THE REQUEST
List every line in the object detection data below that contains the word "water".
** BEGIN RECORDS SUPPLIED **
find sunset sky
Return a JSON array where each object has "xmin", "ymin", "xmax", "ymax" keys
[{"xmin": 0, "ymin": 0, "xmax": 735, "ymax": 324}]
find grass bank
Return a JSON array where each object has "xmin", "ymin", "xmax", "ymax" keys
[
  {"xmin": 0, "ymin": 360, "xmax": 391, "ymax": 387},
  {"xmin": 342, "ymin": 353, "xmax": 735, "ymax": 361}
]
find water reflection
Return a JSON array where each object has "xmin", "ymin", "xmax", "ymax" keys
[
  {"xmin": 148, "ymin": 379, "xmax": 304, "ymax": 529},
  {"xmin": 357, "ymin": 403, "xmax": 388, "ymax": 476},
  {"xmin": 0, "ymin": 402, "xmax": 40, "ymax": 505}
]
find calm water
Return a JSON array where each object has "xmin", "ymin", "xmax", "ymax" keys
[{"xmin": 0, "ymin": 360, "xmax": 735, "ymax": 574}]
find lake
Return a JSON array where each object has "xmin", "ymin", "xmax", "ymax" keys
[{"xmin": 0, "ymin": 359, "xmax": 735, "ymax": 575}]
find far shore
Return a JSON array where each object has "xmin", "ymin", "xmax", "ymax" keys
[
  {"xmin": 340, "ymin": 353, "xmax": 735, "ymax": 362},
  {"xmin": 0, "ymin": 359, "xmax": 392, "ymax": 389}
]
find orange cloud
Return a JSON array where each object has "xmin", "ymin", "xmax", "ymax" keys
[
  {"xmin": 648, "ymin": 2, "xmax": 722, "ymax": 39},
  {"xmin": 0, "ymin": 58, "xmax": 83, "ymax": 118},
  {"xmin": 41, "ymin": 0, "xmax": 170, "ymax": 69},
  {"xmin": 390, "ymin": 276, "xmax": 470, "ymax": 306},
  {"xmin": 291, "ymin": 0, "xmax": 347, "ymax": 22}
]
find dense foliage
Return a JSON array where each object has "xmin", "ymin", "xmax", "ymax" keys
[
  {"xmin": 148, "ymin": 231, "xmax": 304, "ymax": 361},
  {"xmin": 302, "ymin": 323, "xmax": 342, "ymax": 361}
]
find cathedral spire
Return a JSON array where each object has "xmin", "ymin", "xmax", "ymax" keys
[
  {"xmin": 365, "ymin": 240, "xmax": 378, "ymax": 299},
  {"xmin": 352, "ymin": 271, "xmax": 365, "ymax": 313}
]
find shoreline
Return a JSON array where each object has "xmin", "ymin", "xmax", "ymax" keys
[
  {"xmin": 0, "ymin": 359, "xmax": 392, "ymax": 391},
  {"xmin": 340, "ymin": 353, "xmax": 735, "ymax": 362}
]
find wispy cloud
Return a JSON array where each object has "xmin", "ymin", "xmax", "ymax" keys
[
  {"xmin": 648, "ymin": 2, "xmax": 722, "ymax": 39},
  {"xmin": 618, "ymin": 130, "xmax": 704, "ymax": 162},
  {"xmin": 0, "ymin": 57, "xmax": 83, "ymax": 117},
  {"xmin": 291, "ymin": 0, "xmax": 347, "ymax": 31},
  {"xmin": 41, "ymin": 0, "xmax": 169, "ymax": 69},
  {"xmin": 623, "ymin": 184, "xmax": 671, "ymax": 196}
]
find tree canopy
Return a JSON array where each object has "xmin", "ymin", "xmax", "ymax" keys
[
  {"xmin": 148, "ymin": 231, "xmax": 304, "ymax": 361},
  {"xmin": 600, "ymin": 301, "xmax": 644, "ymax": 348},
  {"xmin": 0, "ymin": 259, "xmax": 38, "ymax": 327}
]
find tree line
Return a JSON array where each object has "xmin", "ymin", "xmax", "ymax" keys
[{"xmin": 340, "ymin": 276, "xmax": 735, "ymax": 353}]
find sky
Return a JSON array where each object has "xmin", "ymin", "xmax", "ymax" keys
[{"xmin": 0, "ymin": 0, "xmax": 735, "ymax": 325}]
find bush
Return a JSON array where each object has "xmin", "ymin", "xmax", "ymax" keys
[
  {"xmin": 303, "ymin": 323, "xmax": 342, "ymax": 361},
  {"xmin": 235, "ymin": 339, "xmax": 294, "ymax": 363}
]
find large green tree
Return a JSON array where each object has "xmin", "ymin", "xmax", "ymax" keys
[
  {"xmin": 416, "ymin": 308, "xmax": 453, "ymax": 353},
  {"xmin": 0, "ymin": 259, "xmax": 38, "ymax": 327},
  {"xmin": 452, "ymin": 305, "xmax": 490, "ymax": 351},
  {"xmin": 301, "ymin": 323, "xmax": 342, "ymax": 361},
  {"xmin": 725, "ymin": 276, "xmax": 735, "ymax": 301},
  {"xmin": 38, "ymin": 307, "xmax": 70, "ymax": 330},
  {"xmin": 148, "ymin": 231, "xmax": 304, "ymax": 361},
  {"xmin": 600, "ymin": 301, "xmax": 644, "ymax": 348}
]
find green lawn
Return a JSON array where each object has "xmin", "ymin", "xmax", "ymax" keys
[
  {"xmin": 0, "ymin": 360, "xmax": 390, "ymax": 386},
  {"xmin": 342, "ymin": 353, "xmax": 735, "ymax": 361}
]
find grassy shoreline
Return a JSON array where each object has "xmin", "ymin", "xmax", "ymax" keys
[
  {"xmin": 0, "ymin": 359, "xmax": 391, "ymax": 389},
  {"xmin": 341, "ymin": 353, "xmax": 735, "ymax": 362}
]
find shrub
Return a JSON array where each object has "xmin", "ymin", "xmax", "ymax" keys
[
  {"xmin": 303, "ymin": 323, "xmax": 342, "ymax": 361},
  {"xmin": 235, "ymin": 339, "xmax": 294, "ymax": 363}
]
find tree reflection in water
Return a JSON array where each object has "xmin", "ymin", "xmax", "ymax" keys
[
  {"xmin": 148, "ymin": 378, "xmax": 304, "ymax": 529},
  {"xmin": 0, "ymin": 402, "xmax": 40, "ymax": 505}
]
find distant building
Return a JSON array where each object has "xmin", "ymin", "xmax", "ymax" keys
** END RECORDS SUPPLIED **
WRITTEN RESPONSE
find water reflection
find calm water
find tree reflection in water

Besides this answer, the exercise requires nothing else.